What you should do => Take the entries that follow and return exactly the lines from the one holding "Reviewer note: every instance of the green" through the one holding "Reviewer note: every instance of the brick", both included. Nothing else is needed.

------------------------------------------------------------------------

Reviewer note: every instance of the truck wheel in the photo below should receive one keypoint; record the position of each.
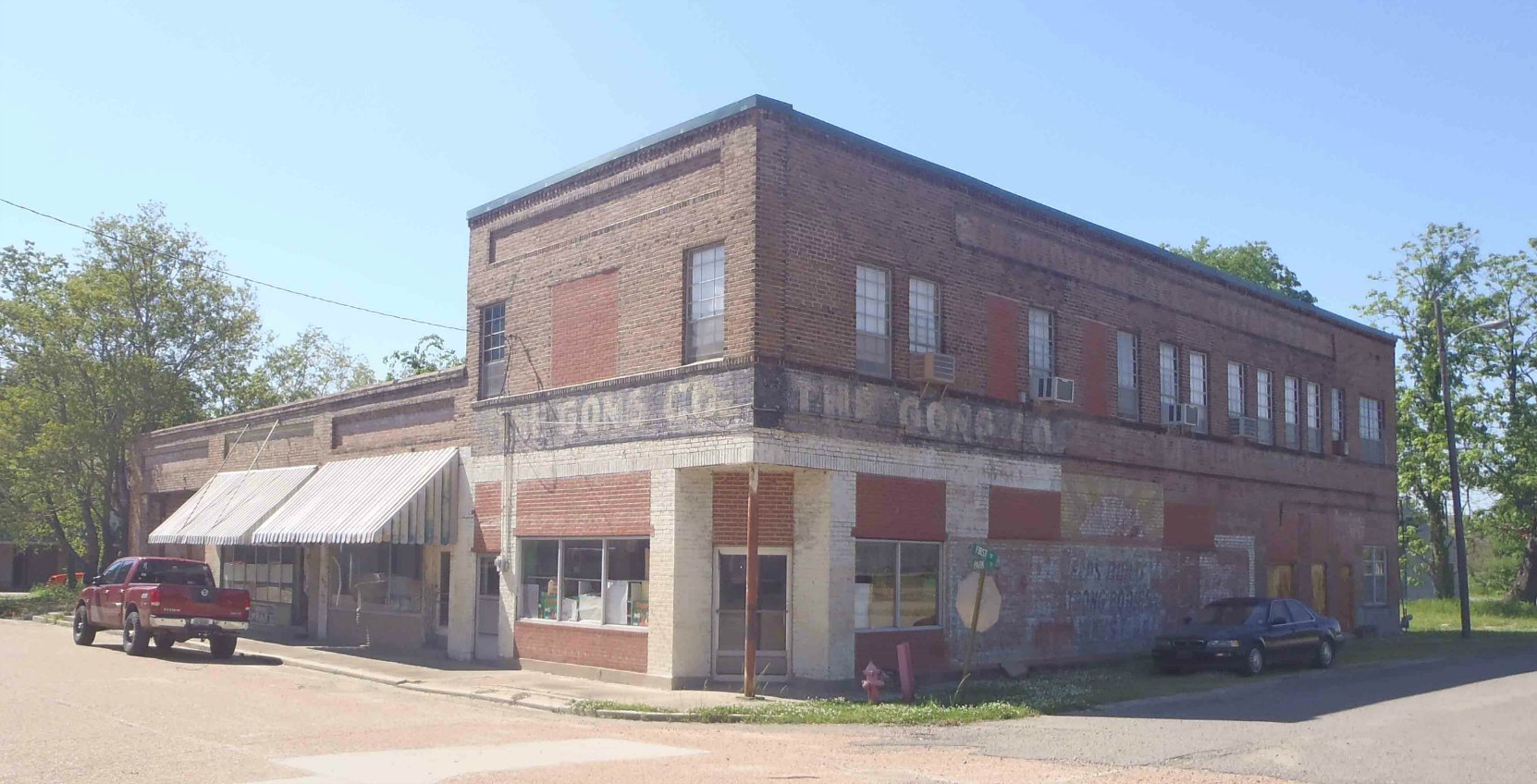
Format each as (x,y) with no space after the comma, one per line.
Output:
(222,647)
(83,632)
(134,638)
(1253,663)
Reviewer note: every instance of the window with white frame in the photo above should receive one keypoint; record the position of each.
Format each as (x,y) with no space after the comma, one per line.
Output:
(1336,414)
(1290,410)
(494,349)
(1167,375)
(601,582)
(1042,346)
(1236,397)
(1314,419)
(1263,387)
(1374,575)
(1198,387)
(1128,405)
(1370,426)
(706,337)
(923,315)
(873,322)
(896,584)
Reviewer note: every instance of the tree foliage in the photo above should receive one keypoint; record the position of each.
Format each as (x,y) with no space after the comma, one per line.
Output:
(429,355)
(1255,262)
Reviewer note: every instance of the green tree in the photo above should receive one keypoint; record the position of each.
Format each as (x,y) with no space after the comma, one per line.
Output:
(1444,263)
(1253,262)
(131,337)
(429,355)
(311,366)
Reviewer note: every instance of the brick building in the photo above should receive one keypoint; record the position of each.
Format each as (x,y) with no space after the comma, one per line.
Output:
(914,361)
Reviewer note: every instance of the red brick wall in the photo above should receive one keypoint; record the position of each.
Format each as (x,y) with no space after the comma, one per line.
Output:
(891,508)
(584,329)
(1014,514)
(592,646)
(487,517)
(610,505)
(930,651)
(1188,524)
(775,514)
(1002,348)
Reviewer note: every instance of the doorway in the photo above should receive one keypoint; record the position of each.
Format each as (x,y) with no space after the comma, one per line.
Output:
(487,609)
(731,614)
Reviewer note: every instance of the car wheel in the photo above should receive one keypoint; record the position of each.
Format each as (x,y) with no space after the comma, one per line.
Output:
(83,632)
(1325,656)
(1253,663)
(134,638)
(222,647)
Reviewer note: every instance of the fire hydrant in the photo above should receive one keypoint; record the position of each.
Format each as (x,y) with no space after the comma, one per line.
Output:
(873,681)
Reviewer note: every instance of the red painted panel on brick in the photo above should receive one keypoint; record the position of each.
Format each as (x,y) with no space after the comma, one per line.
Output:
(1002,348)
(584,329)
(1095,391)
(609,505)
(775,514)
(487,517)
(1014,514)
(930,651)
(591,646)
(891,508)
(1188,524)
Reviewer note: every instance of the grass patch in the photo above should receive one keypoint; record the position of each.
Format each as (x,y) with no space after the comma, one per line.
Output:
(1488,614)
(42,600)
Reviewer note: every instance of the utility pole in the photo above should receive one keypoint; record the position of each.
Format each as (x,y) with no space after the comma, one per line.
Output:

------------------------------------------------------------------------

Exercise result =>
Reviewer note: every instance of the green tree in the photo above should receive one keypoint; record the position of each.
Format each as (x,y) with no space after the comma, one per line.
Output:
(1444,263)
(1253,262)
(131,337)
(429,355)
(311,366)
Reviewer note: every instance of the brick building in the photo above should receive one keypoint; record the position of each.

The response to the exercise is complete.